**Exercise requirements:** Return each of the following entries line for line, with no changes.

**Data shown:**
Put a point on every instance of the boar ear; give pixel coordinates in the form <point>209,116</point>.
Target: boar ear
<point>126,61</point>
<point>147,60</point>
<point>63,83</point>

**Completed exercise:**
Put a point on every instance of the boar ear; give pixel coordinates in the form <point>209,116</point>.
Target: boar ear
<point>126,61</point>
<point>147,60</point>
<point>63,83</point>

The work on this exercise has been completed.